→ **WHAT IS REQUIRED**
Please retype the following lines exactly.

→ **SUPPLIED MATERIAL**

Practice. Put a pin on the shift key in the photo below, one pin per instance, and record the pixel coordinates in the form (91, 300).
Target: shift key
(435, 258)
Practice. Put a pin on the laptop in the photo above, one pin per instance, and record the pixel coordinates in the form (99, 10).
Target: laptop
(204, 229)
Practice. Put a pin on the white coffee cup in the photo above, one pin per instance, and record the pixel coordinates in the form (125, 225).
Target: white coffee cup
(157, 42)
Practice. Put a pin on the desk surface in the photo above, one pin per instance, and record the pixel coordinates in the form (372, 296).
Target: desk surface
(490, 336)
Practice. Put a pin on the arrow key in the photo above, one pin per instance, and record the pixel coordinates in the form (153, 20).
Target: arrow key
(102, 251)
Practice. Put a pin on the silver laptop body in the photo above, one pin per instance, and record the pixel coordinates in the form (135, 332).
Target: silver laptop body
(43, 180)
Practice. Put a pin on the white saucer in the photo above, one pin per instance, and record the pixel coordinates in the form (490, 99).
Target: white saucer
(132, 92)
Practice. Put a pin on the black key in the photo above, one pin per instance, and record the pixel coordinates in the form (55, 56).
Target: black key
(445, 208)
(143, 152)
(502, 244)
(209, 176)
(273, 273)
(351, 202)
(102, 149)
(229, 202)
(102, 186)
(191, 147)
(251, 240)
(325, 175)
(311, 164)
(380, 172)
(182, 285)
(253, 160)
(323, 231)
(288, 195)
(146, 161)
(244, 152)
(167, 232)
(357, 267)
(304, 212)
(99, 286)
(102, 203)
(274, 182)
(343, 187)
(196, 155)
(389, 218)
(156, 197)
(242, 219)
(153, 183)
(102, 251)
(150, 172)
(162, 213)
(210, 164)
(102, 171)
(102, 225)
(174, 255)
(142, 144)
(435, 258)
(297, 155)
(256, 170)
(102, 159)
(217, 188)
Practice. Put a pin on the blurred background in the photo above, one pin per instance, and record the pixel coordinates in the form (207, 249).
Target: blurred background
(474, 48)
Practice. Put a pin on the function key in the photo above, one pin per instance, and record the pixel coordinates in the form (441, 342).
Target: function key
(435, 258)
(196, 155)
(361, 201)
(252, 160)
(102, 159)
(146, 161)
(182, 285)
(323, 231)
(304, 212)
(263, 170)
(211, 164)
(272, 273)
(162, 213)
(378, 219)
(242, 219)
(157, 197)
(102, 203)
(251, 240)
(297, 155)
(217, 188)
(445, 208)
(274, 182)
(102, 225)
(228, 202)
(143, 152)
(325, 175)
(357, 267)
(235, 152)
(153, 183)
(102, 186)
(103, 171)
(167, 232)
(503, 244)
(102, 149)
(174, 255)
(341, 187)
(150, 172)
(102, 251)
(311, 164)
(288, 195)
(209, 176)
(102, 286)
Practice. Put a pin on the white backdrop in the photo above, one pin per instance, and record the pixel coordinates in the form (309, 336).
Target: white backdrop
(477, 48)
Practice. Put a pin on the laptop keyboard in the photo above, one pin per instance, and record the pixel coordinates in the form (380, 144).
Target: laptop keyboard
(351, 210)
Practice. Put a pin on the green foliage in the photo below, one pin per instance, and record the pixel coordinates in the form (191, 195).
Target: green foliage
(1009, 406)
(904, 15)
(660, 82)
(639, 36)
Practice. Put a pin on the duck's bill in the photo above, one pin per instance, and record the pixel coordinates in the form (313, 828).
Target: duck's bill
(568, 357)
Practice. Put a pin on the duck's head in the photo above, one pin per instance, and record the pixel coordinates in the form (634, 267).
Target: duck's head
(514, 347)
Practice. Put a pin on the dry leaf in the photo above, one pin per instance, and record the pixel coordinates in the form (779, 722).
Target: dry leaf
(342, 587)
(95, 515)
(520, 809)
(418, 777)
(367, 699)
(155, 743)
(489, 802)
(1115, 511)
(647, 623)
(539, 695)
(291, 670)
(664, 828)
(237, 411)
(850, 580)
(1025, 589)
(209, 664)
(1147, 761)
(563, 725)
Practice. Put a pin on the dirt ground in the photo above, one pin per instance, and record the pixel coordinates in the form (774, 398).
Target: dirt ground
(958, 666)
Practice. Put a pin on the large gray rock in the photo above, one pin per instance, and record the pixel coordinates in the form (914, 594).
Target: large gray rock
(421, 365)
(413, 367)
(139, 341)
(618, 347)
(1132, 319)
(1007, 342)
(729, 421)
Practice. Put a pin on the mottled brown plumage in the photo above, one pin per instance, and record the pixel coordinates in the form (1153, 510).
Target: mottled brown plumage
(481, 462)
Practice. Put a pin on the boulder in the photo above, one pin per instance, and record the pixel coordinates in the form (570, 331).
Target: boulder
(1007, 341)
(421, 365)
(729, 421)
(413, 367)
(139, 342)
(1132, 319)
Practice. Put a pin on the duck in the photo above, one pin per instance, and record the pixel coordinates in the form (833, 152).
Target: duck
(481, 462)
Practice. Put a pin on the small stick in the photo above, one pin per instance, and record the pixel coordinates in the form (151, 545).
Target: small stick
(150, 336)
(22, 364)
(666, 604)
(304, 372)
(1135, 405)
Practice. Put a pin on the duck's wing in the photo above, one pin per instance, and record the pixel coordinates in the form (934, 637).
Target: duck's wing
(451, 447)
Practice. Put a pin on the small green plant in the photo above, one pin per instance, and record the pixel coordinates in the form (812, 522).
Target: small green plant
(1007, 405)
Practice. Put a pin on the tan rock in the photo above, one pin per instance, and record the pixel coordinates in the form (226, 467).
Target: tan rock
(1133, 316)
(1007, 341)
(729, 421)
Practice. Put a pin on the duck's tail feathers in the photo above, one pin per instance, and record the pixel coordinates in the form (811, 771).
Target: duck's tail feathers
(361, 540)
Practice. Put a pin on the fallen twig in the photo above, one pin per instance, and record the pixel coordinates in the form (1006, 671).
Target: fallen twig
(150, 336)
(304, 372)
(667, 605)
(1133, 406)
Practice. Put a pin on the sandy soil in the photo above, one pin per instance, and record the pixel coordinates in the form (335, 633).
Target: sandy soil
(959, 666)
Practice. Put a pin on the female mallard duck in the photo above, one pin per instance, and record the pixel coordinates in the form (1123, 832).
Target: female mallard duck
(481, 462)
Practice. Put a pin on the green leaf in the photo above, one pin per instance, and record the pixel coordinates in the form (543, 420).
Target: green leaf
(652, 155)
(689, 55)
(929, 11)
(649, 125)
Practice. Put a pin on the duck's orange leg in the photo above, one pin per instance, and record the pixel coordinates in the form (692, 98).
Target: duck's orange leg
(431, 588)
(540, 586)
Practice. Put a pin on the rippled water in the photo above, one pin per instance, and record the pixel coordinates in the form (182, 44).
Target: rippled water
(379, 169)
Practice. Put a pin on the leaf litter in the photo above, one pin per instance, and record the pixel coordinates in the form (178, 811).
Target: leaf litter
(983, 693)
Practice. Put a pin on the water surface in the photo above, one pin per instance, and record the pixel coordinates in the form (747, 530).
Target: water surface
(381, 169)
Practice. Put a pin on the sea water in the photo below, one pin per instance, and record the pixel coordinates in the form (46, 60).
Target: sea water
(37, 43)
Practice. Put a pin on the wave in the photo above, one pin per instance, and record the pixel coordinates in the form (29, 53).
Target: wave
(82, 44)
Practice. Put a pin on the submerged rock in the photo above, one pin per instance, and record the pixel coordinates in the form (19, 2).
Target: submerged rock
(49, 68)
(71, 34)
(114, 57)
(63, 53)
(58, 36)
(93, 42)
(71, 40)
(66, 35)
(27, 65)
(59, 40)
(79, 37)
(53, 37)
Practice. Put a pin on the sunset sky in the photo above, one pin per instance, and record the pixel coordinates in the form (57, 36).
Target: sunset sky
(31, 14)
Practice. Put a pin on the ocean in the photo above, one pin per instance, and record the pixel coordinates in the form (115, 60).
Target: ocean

→ **CORRECT RESULT**
Practice. Put a pin on the shift key in the photo below, one pin per instance, and record the pixel coordinates in the form (91, 300).
Target: shift key
(435, 258)
Practice. Put a pin on the laptop in the photo above, one pin per instance, and record the pixel coordinates in the form (99, 10).
Target: laptop
(204, 229)
Practice. Put a pin on the white coffee cup in the photo above, one pin per instance, and record the pixel coordinates in the form (125, 225).
Target: white coffee cup
(157, 42)
Practice. Put a pin on the desk surface in the photo above, one pin per instance, and record the pixel coordinates in the form (372, 296).
Target: desk surface
(490, 336)
Practice. Put a pin on the arrow key in the photo above, one pin per instance, and record the pixel coordinates in the form (153, 20).
Target: arrow key
(102, 251)
Practice. Put a pin on the silver laptop body in the photo above, one pin per instance, and record the pixel coordinates in the form (135, 332).
Target: silver laptop body
(43, 180)
Practice. Put a pin on the white saucer in the photo above, one pin per instance, and record the pixel coordinates in the form (490, 99).
Target: white saucer
(132, 92)
Practice. Put a pin on the black key in the photo above, one pin per instance, and record the pixel coordinates in the form (55, 56).
Target: black key
(445, 208)
(143, 152)
(502, 244)
(209, 176)
(273, 273)
(351, 202)
(102, 149)
(229, 202)
(102, 186)
(191, 147)
(251, 240)
(325, 175)
(311, 164)
(380, 172)
(182, 285)
(253, 160)
(323, 231)
(288, 195)
(146, 161)
(244, 152)
(167, 232)
(357, 267)
(304, 212)
(99, 286)
(102, 203)
(274, 182)
(343, 187)
(196, 155)
(389, 218)
(156, 197)
(242, 219)
(153, 183)
(102, 251)
(150, 172)
(162, 213)
(210, 164)
(102, 171)
(102, 225)
(174, 255)
(142, 144)
(435, 258)
(297, 155)
(256, 170)
(102, 159)
(217, 188)
Practice. Put a pin on the blurred background in the photo above, one pin per instance, and record the pixel coordinates in the form (207, 249).
Target: blurred background
(474, 48)
Practice. Put a pin on the function key in the photo above, one pin per instance, and record the pixel coordinates in the form (441, 342).
Target: function key
(435, 258)
(196, 155)
(361, 201)
(252, 160)
(102, 159)
(146, 161)
(182, 285)
(323, 231)
(304, 212)
(263, 170)
(211, 164)
(272, 273)
(162, 213)
(378, 219)
(242, 219)
(157, 197)
(102, 203)
(251, 240)
(297, 155)
(217, 188)
(445, 208)
(274, 182)
(102, 225)
(228, 202)
(143, 152)
(325, 175)
(357, 267)
(235, 152)
(153, 183)
(102, 186)
(103, 171)
(167, 232)
(503, 244)
(102, 149)
(174, 255)
(341, 187)
(150, 172)
(102, 251)
(311, 164)
(288, 195)
(209, 176)
(102, 286)
Practice. Put a pin on the white backdrop in the photo above, one pin per instance, and record the pixel coordinates in the form (309, 336).
Target: white backdrop
(477, 48)
Practice. Put a pin on the laptop keyboard in the photo above, one pin per instance, and record the pixel coordinates in the form (380, 144).
Target: laptop keyboard
(351, 210)
Practice. Put a pin on the green foliage in the photo below, one pin per instance, and record the pixel coordinates in the form (191, 195).
Target: green foliage
(1009, 406)
(904, 15)
(660, 82)
(639, 36)
Practice. Put a pin on the duck's bill in the photo above, one pin per instance, and record the pixel coordinates in the form (313, 828).
Target: duck's bill
(568, 357)
Practice. Put a pin on the duck's head in the photo above, one pin per instance, and record the pixel coordinates in the form (634, 267).
Target: duck's head
(514, 347)
Practice. Put a pin on the dry leaf in the photo above, one pin per instance, and record the pixel coordinates in the form (779, 722).
Target: dry leaf
(342, 587)
(95, 515)
(520, 809)
(418, 777)
(367, 699)
(155, 743)
(489, 802)
(1115, 511)
(647, 623)
(539, 695)
(291, 670)
(664, 828)
(237, 411)
(850, 580)
(1025, 589)
(209, 664)
(1147, 761)
(563, 725)
Practice. Put a pin on the dirt ground in the photo above, one pin per instance, and record the pixel coordinates in the form (774, 398).
Target: dirt ground
(958, 666)
Practice. Put a pin on the large gray rock in the photo above, one pin per instance, and record the pixel coordinates in the form (914, 594).
Target: large gray rock
(421, 365)
(413, 367)
(139, 341)
(618, 347)
(1132, 319)
(1007, 342)
(729, 421)
Practice. Put a pin on the mottled brown plumage in the photo above, one pin per instance, and record the pixel coordinates in the form (1153, 510).
Target: mottled brown plumage
(481, 462)
Practice. Put a pin on the boulder in the photo above, one pin per instance, and record the pixel coordinates in the form (570, 331).
Target: boulder
(1007, 341)
(421, 365)
(729, 421)
(413, 367)
(139, 342)
(1132, 319)
Practice. Put a pin on the duck in the photo above, one pin per instance, and record the pixel coordinates in the form (833, 152).
Target: duck
(481, 462)
Practice. Put a pin on the small stick in the photo above, one pin per instance, and record the pixel coordinates in the form (151, 545).
Target: small stick
(150, 336)
(22, 364)
(666, 604)
(304, 372)
(1135, 405)
Practice. Put a pin on the duck's wing in the photo above, one pin per instance, and record the pixel coordinates in the form (934, 637).
Target: duck's wing
(451, 447)
Practice. Put a pin on the small green plant in the photo above, one pin per instance, and record the pixel coordinates in the form (812, 522).
Target: small green plant
(1007, 405)
Practice. Put a pin on the tan rock in the photo above, one pin per instance, and record the pixel coordinates in the form (226, 467).
Target: tan rock
(1133, 316)
(1007, 341)
(729, 421)
Practice. Put a pin on the duck's tail feathers in the photo above, one pin per instance, and record the pixel coordinates in the form (811, 771).
Target: duck's tail feathers
(361, 540)
Practice. Put a pin on the fallen twig in the photo above, one pin per instance, and record the pixel coordinates in the form (1006, 671).
Target: fallen twig
(150, 336)
(304, 372)
(667, 605)
(1133, 406)
Practice. Put a pin on the sandy soil in the photo above, one pin per instance, and record the pixel coordinates in the form (335, 633).
Target: sandy soil
(959, 666)
Practice. Put a pin on the female mallard duck in the photo above, one pin per instance, and record the pixel coordinates in the form (1123, 832).
Target: female mallard duck
(481, 462)
Practice. Put a pin on the green leaf in the photo above, one pin per instance, and record the pixel coordinates in the form (543, 420).
Target: green leaf
(652, 155)
(689, 55)
(929, 11)
(649, 125)
Practice. Put a pin on the duck's orange leg in the photo above, one pin per instance, and record the pixel coordinates in the form (692, 98).
Target: duck's orange leg
(431, 588)
(540, 586)
Practice. Put a pin on the rippled water in the photo above, one pin per instance, and record the pixel coordinates in the form (182, 44).
Target: rippled water
(379, 169)
Practice. Put a pin on the leaf litter in the photo above, one pin per instance, and record the pixel coordinates in the form (178, 811).
Target: leaf litter
(983, 693)
Practice. Put a pin on the water surface in the photo above, one pin per instance, and record the pixel coordinates in the form (747, 530).
Target: water surface
(381, 169)
Practice. Put a pin on the sea water in the photo below, one pin per instance, and record the pixel coordinates in the form (46, 60).
Target: sea water
(37, 43)
Practice. Put a pin on the wave in the photo above, one pin per instance, and record the pixel coordinates in the form (29, 53).
Target: wave
(82, 44)
Practice. Put a pin on the submerged rock in the photo above, one pin per instance, and record the pixel coordinates in the form (19, 2).
Target: submerged rock
(49, 68)
(71, 34)
(114, 57)
(63, 53)
(58, 36)
(93, 42)
(71, 40)
(66, 35)
(27, 65)
(59, 40)
(79, 37)
(53, 37)
Practice. Put a pin on the sunset sky in the photo above, one pin per instance, and record the pixel coordinates in the form (57, 36).
Target: sunset sky
(31, 14)
Practice. Put a pin on the ocean in the photo above, one pin per instance, and record the pixel coordinates in the form (115, 60).
Target: ocean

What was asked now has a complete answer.